**STATED EXERCISE A:** Give as a JSON list of strings the lines of the records, one string per line and blank lines omitted, starting with the line that contains "Find the car" and going on through the line that contains "70], [169, 71]]".

== SOURCE ==

Published online by Cambridge University Press:  23 October 2017

Jaroslaw Waroszewski*
Wroclaw University of Environmental and Life Sciences, Institute of Soil Science and Environmental Protection, Grunwaldzka 53, 50-357 Wroclaw, Poland
Tobias Sprafke
University of Bern, Institute of Geography, Hallerstrasse 12, CH-3012 Bern, Switzerland
Cezary Kabala
Wroclaw University of Environmental and Life Sciences, Institute of Soil Science and Environmental Protection, Grunwaldzka 53, 50-357 Wroclaw, Poland
Elżbieta Musztyfaga
Wroclaw University of Environmental and Life Sciences, Institute of Soil Science and Environmental Protection, Grunwaldzka 53, 50-357 Wroclaw, Poland
Beata Łabaz
Wroclaw University of Environmental and Life Sciences, Institute of Soil Science and Environmental Protection, Grunwaldzka 53, 50-357 Wroclaw, Poland
Przemysław Woźniczka
Wroclaw University of Environmental and Life Sciences, Institute of Soil Science and Environmental Protection, Grunwaldzka 53, 50-357 Wroclaw, Poland
*Corresponding author at: Wroclaw University of Environmental and Life Sciences, Institute of Soil Science and Environmental Protection, Wroclaw, Poland. E-mail: (J. Waroszewski).

===
== EXCERPTED DATA ==

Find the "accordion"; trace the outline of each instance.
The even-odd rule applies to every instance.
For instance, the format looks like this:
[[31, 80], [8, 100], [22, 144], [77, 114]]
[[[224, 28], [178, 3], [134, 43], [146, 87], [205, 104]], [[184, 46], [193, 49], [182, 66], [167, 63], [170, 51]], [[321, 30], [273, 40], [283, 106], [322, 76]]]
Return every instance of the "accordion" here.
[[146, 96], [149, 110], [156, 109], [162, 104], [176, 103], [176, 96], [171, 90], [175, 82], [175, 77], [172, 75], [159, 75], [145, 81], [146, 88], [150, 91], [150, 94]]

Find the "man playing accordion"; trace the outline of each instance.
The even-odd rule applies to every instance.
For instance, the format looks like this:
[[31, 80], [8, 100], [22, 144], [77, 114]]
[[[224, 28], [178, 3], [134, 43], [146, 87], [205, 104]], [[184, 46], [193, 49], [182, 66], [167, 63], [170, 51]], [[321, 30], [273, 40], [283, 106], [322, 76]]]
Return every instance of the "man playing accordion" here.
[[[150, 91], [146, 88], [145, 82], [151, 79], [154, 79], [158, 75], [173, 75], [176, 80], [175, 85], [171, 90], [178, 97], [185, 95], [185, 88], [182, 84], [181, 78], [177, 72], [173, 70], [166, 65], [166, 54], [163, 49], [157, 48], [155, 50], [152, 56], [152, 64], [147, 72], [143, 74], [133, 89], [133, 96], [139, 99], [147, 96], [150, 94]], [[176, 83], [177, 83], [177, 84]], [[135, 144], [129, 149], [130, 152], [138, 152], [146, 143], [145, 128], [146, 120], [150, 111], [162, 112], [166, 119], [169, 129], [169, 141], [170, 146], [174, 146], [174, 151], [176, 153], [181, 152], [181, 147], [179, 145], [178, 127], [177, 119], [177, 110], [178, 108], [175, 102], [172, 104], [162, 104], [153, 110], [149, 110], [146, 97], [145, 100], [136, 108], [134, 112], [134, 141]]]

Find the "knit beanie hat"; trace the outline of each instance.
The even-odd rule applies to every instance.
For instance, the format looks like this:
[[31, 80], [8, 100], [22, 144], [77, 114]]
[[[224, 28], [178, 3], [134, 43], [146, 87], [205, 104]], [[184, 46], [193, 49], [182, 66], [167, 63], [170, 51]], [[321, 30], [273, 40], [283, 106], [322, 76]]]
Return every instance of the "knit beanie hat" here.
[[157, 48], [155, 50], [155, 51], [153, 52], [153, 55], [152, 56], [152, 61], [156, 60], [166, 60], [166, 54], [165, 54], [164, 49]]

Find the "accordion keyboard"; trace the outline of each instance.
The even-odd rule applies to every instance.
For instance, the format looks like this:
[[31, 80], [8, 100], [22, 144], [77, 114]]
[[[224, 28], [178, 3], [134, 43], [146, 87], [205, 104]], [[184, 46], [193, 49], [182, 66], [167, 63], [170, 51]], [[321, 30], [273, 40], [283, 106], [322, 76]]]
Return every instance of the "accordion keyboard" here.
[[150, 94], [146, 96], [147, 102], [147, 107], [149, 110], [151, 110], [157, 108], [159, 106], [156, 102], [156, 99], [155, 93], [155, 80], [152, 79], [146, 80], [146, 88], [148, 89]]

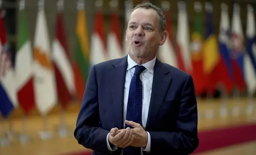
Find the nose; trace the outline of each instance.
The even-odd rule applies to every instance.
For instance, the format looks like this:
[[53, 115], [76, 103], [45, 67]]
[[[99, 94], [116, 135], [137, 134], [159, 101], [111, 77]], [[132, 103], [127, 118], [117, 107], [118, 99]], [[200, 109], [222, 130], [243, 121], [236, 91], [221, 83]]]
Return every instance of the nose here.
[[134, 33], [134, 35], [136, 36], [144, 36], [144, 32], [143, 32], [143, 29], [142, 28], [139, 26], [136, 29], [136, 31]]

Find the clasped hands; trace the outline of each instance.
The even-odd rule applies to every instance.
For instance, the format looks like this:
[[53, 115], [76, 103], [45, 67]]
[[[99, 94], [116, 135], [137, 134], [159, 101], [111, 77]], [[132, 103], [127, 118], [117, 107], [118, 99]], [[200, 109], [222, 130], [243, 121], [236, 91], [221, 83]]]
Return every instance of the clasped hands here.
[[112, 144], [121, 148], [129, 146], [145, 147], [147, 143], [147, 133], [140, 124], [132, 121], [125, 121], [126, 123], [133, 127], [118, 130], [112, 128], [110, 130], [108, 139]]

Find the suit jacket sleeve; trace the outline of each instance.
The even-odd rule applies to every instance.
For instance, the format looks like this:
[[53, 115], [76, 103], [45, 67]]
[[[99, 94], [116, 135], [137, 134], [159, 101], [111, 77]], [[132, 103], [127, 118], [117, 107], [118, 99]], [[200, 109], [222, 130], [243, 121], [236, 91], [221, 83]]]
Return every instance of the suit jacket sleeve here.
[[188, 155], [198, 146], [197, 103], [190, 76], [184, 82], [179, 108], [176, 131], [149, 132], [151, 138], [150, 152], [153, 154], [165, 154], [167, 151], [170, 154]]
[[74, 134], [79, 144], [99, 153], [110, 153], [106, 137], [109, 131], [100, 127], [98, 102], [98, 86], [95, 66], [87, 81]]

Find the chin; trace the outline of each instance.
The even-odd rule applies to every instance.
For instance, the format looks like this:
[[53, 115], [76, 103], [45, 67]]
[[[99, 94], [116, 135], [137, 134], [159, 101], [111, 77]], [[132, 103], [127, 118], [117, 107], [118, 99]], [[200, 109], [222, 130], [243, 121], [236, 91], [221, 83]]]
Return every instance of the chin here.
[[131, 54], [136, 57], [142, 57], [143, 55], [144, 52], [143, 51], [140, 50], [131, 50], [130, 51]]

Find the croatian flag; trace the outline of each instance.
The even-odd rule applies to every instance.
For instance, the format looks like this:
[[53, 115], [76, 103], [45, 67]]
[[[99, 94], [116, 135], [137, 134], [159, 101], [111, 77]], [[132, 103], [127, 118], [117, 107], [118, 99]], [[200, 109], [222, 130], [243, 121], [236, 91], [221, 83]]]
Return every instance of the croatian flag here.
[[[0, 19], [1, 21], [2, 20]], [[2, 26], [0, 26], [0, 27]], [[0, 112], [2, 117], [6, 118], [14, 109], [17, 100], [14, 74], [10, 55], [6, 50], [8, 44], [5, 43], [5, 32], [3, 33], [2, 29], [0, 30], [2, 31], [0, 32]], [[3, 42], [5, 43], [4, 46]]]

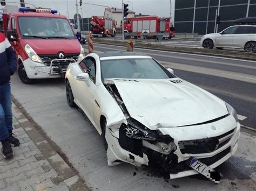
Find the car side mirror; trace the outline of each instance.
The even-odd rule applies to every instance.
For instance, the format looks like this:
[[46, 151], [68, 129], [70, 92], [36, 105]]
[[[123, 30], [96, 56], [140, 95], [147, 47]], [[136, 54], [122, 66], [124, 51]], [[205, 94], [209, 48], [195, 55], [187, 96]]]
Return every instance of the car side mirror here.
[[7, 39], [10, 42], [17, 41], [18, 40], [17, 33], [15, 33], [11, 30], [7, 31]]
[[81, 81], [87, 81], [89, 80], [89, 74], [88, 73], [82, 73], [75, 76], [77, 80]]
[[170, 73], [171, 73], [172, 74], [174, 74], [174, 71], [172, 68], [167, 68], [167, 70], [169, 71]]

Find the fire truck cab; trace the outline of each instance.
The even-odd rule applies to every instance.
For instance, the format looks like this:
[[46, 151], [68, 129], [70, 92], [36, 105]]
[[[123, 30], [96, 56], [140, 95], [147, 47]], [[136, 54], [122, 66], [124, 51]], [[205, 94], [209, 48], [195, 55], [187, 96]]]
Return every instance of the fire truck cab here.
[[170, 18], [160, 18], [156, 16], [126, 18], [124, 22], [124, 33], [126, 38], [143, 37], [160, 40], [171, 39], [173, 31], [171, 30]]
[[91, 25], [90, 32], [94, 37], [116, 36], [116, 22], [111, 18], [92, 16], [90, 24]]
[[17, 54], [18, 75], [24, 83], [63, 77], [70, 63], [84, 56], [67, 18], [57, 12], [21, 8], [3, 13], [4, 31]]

===
== EXCERPTED DATA ==

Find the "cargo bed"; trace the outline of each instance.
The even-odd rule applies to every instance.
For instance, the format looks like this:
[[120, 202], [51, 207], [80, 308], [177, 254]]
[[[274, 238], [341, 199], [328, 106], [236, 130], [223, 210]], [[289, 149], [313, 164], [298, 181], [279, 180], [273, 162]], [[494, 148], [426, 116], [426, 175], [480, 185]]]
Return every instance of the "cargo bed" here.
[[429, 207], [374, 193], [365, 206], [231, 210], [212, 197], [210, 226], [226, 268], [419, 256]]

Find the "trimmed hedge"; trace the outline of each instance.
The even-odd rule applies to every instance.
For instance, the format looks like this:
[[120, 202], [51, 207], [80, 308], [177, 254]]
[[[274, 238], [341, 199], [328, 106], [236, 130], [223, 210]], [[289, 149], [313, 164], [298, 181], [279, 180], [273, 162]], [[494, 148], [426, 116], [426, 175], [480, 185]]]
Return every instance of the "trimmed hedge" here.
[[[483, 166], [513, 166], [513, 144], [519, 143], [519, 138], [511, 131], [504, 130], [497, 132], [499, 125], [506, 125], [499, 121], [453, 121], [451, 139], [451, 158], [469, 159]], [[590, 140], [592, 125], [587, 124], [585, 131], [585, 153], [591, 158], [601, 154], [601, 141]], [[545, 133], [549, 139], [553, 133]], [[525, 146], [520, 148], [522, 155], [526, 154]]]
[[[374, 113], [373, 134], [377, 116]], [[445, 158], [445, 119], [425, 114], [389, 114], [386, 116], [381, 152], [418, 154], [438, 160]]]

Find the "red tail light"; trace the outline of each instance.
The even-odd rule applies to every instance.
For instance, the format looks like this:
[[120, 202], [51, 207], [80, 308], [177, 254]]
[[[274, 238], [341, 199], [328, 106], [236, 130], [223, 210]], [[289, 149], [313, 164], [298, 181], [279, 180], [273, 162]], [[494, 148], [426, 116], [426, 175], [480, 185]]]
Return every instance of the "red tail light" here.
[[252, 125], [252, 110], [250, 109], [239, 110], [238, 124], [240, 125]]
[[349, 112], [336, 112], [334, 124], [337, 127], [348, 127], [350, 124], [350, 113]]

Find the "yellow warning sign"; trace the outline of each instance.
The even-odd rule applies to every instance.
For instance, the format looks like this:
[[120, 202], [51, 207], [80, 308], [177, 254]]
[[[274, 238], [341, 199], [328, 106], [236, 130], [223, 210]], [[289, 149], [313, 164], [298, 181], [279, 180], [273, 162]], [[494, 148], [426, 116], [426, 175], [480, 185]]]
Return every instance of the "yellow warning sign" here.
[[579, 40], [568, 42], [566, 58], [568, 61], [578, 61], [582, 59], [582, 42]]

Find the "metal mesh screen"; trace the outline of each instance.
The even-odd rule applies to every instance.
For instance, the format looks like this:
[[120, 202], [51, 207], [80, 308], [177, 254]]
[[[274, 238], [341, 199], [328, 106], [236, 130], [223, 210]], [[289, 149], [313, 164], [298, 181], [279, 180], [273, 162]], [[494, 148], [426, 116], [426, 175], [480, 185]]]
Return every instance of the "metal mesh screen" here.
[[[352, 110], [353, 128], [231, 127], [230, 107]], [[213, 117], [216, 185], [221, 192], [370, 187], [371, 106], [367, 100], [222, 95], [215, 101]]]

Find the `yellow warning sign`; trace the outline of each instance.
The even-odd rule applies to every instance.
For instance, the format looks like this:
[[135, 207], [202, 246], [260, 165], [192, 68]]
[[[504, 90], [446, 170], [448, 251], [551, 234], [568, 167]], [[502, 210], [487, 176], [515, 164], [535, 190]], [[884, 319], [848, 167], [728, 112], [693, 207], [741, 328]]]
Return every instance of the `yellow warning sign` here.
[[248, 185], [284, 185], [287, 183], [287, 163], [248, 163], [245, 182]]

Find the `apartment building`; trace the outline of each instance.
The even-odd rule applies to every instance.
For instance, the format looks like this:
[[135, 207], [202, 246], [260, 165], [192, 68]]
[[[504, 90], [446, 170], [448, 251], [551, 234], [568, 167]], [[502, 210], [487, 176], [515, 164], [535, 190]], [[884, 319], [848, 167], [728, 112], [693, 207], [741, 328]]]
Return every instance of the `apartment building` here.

===

**STATED EXERCISE B:** In the author listing, what institute at the University of Bern is given for Tobias Sprafke?

**TASK SOLUTION A:**
[
  "Find the car side mirror; trace the outline of each instance.",
  "The even-odd rule applies to every instance.",
  "For instance, the format looks like this:",
  "[[46, 151], [68, 129], [70, 92], [36, 105]]",
  "[[[123, 30], [96, 56], [140, 95], [147, 47]], [[136, 54], [122, 66], [124, 51]], [[205, 94], [209, 48], [195, 55], [187, 96]]]",
  "Return every instance of the car side mirror here.",
  "[[7, 39], [10, 42], [17, 41], [18, 40], [17, 33], [15, 33], [11, 30], [7, 31]]",
  "[[81, 81], [87, 81], [89, 80], [89, 74], [88, 73], [82, 73], [75, 76], [77, 80]]",
  "[[170, 73], [171, 73], [172, 74], [174, 74], [174, 71], [172, 68], [167, 68], [167, 70], [169, 71]]"
]

**TASK SOLUTION B:** The Institute of Geography.